Your assignment
Write out the entire listing below exactly, with the pictures left out.

Data for the task
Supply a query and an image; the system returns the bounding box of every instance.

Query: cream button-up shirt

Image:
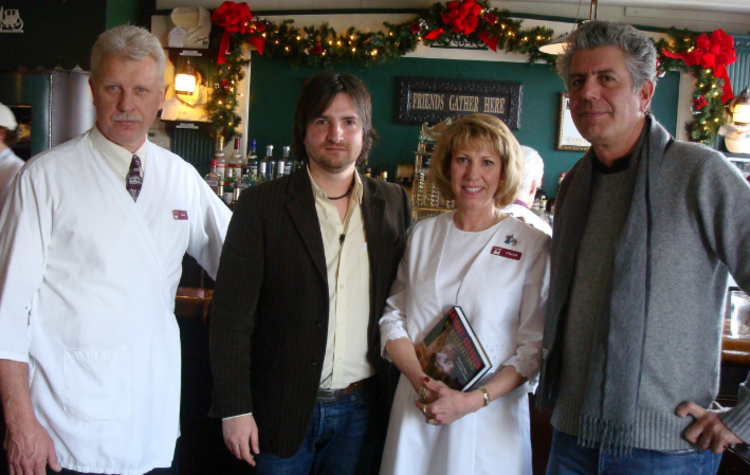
[89,125,148,184]
[308,166,374,390]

Finished exercise
Supply a query and an image; the system returns the bounding box of every instance.

Query: cream button-up shirt

Image:
[89,125,148,184]
[308,166,374,390]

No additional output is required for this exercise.